# [Set exercise A]
List each line of the rows below that contains the word "white".

# [Excerpt provided]
>> start
Workmen's compensation; constitutional question. Before Judge Alverson. Fulton Superior Court. September 24, 1957.
MOBLEY, Justice.
1. The provision of the Constitution of 1945, art. 7, sec. 4, par. 1 (Code, Ann., 2-5701 (15)), providing that the legislature could delegate to the counties of this State authority to levy taxes to pay workmen's compensation to their employees, and the enabling act of 1946 (Ga. L. 1946, p. 87), did not reinstate that portion of the original Workmen's Compensation Act of 1920 (Code 114-101) which had placed counties under the act and which this court had previously declared unconstitutional.
2. Neither the acts of 1950 (Ga. L. 1950, pp. 324, 404) nor that of 1952 (Ga. L. 1952, p. 167), had the effect of reinstating that portion of the original Workmen's Compensation Act of 1920 (Ga. L. 1920, p. 167; Code 114-101) which had placed all the counties of this State under said act.
This is a workmen's compensation case, in which all of the material facts were stipulated by the parties. The only issue for determination by the board was whether Fulton County is subject to the Workmen's Compensation Law. The Workmen's Compensation Board held that it was, and awarded the claimant compensation. To a judgment of the Superior Court of Fulton County affirming the award and judgment of the Board, Fulton County, the defendant below, excepted.
>> end
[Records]
>> start
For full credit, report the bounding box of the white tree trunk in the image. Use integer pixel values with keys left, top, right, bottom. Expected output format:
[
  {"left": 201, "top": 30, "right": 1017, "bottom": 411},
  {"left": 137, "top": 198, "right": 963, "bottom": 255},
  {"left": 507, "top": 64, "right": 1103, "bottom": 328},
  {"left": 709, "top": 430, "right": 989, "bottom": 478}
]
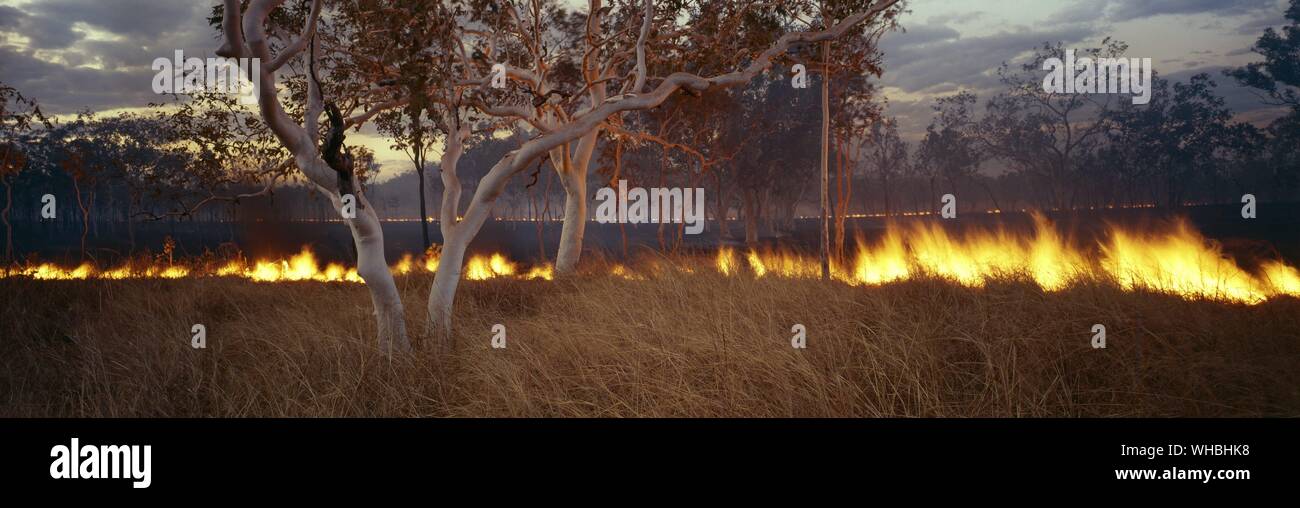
[
  {"left": 217, "top": 0, "right": 411, "bottom": 353},
  {"left": 555, "top": 131, "right": 605, "bottom": 274}
]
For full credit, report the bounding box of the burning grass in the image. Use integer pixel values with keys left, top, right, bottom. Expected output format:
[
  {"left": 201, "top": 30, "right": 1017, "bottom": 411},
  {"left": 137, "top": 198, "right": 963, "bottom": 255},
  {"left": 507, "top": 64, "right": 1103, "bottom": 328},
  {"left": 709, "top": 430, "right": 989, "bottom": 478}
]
[
  {"left": 0, "top": 256, "right": 1300, "bottom": 417},
  {"left": 0, "top": 216, "right": 1300, "bottom": 304}
]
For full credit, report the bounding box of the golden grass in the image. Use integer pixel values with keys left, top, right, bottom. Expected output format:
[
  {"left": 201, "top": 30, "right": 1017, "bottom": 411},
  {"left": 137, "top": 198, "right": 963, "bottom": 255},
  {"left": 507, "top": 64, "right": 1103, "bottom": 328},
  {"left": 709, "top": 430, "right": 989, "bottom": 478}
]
[{"left": 0, "top": 260, "right": 1300, "bottom": 417}]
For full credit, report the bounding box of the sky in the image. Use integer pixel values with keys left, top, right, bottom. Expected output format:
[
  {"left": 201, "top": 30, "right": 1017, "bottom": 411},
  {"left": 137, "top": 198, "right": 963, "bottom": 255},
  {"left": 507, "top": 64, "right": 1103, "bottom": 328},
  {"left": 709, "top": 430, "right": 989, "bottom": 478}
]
[{"left": 0, "top": 0, "right": 1286, "bottom": 179}]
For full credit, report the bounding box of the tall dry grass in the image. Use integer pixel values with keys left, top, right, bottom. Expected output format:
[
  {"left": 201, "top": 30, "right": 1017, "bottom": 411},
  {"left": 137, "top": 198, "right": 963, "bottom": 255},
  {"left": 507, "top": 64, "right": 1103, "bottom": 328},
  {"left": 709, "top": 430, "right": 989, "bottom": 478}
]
[{"left": 0, "top": 260, "right": 1300, "bottom": 417}]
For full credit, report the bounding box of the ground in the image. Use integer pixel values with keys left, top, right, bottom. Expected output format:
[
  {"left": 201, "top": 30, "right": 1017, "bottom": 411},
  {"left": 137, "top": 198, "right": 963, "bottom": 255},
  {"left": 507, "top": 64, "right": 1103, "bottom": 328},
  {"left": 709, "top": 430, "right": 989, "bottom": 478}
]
[{"left": 0, "top": 261, "right": 1300, "bottom": 417}]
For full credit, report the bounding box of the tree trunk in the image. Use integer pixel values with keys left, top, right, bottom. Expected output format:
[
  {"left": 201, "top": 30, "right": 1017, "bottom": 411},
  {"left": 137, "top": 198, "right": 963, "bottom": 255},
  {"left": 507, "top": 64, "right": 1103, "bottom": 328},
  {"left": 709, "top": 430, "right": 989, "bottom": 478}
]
[
  {"left": 0, "top": 177, "right": 13, "bottom": 262},
  {"left": 551, "top": 127, "right": 603, "bottom": 274}
]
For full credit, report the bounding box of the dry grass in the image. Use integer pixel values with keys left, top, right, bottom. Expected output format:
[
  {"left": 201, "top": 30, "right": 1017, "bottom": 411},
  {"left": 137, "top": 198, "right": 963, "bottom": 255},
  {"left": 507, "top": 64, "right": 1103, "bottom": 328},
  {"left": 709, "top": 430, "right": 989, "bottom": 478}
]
[{"left": 0, "top": 254, "right": 1300, "bottom": 417}]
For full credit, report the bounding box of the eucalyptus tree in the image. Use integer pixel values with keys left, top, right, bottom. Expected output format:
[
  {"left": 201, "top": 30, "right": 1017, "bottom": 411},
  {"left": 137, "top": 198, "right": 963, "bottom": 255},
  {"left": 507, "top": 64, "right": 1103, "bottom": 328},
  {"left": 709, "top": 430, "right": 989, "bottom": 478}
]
[{"left": 217, "top": 0, "right": 900, "bottom": 349}]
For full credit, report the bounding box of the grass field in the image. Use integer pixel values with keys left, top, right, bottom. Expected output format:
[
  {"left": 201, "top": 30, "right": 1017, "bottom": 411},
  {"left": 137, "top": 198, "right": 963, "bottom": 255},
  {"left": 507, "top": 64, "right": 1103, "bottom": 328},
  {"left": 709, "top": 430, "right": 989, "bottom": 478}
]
[{"left": 0, "top": 257, "right": 1300, "bottom": 417}]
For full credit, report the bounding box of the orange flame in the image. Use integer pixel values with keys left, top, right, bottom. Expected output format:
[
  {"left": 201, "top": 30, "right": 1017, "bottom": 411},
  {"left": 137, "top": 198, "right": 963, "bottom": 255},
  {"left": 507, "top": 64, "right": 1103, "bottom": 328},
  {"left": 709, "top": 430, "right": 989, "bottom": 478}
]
[{"left": 0, "top": 216, "right": 1300, "bottom": 304}]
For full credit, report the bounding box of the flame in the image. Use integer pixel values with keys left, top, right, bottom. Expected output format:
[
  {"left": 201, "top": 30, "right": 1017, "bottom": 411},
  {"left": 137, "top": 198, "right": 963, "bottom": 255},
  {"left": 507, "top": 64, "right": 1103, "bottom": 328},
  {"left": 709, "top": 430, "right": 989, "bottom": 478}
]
[
  {"left": 0, "top": 214, "right": 1300, "bottom": 304},
  {"left": 715, "top": 214, "right": 1300, "bottom": 303}
]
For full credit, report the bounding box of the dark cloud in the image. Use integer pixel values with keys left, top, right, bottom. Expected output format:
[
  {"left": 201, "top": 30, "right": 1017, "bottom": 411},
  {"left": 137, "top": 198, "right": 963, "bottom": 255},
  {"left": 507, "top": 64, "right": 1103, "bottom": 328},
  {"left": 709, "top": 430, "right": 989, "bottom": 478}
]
[
  {"left": 1093, "top": 0, "right": 1278, "bottom": 21},
  {"left": 0, "top": 47, "right": 163, "bottom": 113},
  {"left": 29, "top": 0, "right": 208, "bottom": 39},
  {"left": 881, "top": 25, "right": 1093, "bottom": 92},
  {"left": 0, "top": 0, "right": 223, "bottom": 114}
]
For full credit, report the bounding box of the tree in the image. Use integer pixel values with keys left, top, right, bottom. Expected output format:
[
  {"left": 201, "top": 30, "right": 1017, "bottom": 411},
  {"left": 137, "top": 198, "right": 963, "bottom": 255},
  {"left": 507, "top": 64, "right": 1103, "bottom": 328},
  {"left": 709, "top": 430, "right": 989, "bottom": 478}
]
[
  {"left": 917, "top": 92, "right": 977, "bottom": 209},
  {"left": 1106, "top": 74, "right": 1231, "bottom": 208},
  {"left": 1225, "top": 0, "right": 1300, "bottom": 197},
  {"left": 217, "top": 0, "right": 898, "bottom": 349},
  {"left": 965, "top": 39, "right": 1127, "bottom": 208},
  {"left": 0, "top": 82, "right": 52, "bottom": 262},
  {"left": 1223, "top": 0, "right": 1300, "bottom": 112},
  {"left": 862, "top": 118, "right": 909, "bottom": 217}
]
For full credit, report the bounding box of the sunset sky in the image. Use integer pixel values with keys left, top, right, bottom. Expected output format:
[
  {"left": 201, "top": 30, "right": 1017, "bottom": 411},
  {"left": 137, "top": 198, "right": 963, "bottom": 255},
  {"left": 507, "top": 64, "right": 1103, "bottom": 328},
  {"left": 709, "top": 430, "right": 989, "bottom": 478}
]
[{"left": 0, "top": 0, "right": 1286, "bottom": 177}]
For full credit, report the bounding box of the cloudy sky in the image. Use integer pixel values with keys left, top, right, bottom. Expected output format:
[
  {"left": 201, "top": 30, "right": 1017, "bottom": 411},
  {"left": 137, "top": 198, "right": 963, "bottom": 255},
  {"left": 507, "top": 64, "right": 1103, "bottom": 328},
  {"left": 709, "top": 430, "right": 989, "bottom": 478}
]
[{"left": 0, "top": 0, "right": 1286, "bottom": 175}]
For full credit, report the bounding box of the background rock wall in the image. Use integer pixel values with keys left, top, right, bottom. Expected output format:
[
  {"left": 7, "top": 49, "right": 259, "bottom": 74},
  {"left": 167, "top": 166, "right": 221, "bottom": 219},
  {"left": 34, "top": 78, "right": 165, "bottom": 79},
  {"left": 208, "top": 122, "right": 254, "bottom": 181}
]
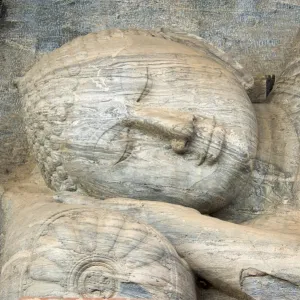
[{"left": 0, "top": 0, "right": 300, "bottom": 176}]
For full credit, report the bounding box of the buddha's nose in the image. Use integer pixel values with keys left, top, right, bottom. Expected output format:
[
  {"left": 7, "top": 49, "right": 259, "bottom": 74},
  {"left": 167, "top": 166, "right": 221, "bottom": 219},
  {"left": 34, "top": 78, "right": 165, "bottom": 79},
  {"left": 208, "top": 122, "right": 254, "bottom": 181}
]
[
  {"left": 123, "top": 108, "right": 225, "bottom": 165},
  {"left": 124, "top": 108, "right": 196, "bottom": 154}
]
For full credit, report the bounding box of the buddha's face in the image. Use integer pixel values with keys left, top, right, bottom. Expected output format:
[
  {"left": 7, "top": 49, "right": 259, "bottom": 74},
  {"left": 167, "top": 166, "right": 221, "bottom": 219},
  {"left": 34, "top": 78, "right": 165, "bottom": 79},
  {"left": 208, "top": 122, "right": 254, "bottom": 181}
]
[{"left": 21, "top": 30, "right": 257, "bottom": 212}]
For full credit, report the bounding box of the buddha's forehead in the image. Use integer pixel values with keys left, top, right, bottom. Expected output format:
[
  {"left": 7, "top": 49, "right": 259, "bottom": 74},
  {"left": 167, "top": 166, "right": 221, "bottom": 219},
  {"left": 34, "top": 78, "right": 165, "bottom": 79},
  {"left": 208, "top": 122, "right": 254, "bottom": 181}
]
[{"left": 75, "top": 53, "right": 253, "bottom": 124}]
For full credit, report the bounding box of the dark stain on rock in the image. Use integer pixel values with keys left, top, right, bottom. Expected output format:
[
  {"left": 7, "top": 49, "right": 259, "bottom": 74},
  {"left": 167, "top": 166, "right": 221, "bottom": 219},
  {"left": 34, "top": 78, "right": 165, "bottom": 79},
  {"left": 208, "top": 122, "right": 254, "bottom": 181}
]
[{"left": 0, "top": 0, "right": 7, "bottom": 22}]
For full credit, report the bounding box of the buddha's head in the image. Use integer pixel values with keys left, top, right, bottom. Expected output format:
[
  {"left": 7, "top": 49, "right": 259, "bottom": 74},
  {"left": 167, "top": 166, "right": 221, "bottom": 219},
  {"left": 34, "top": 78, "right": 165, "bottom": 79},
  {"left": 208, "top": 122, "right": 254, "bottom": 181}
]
[{"left": 20, "top": 30, "right": 257, "bottom": 213}]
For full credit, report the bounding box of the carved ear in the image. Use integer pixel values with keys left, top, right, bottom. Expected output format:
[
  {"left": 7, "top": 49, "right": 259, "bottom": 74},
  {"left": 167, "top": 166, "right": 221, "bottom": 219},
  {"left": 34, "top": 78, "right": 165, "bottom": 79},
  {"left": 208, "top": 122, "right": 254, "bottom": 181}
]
[{"left": 160, "top": 29, "right": 254, "bottom": 90}]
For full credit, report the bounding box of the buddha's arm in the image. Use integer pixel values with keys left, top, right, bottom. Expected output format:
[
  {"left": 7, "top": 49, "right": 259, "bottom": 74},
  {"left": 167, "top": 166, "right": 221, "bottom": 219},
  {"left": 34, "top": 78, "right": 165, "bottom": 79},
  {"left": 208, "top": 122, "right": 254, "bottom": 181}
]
[{"left": 55, "top": 194, "right": 300, "bottom": 299}]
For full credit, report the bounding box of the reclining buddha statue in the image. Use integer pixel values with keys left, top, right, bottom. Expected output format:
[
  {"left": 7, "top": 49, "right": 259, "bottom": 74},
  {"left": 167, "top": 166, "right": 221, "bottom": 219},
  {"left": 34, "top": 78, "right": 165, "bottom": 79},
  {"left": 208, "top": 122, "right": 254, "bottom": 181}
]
[{"left": 0, "top": 30, "right": 300, "bottom": 300}]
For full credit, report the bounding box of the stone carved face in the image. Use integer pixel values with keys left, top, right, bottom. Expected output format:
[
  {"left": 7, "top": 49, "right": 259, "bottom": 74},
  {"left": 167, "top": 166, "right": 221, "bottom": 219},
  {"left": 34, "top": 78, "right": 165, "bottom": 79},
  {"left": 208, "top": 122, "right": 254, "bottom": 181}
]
[{"left": 19, "top": 31, "right": 257, "bottom": 212}]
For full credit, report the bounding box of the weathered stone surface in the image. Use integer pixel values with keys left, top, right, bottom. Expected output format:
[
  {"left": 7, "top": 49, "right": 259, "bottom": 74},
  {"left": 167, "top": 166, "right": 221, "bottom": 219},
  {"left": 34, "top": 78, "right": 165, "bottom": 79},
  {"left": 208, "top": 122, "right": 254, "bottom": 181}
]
[
  {"left": 0, "top": 203, "right": 196, "bottom": 300},
  {"left": 19, "top": 30, "right": 257, "bottom": 213},
  {"left": 0, "top": 7, "right": 300, "bottom": 300},
  {"left": 0, "top": 0, "right": 300, "bottom": 177}
]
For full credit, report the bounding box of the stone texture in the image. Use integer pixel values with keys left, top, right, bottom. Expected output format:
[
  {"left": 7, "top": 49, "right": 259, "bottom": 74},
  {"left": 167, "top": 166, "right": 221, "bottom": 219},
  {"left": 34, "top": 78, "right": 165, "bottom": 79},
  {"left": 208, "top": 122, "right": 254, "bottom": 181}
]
[
  {"left": 0, "top": 0, "right": 300, "bottom": 176},
  {"left": 18, "top": 30, "right": 257, "bottom": 213}
]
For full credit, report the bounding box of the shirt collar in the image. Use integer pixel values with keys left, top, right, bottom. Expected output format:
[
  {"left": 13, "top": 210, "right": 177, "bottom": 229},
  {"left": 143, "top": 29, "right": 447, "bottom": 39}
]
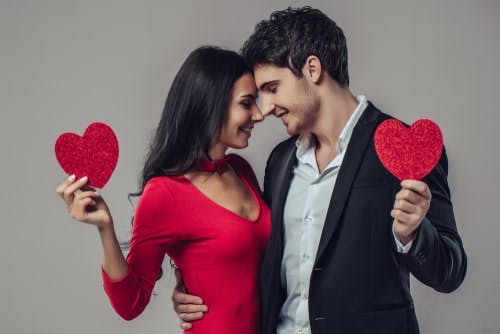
[{"left": 295, "top": 95, "right": 368, "bottom": 163}]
>> end
# [Set exercise B]
Reproduce the passage of the court opinion that opens with the words "Workmen's compensation; constitutional" and closes with "previously declared unconstitutional.", replacing "legislature" with "General Assembly".

# [Written answer A]
For full credit, report the bounding box of the white tree trunk in the image. Use integer pixel values with keys left, top, right, bottom. Expected output format:

# [Written answer B]
Workmen's compensation; constitutional question. Before Judge Alverson. Fulton Superior Court. September 24, 1957.
MOBLEY, Justice.
1. The provision of the Constitution of 1945, art. 7, sec. 4, par. 1 (Code, Ann., 2-5701 (15)), providing that the General Assembly could delegate to the counties of this State authority to levy taxes to pay workmen's compensation to their employees, and the enabling act of 1946 (Ga. L. 1946, p. 87), did not reinstate that portion of the original Workmen's Compensation Act of 1920 (Code 114-101) which had placed counties under the act and which this court had previously declared unconstitutional.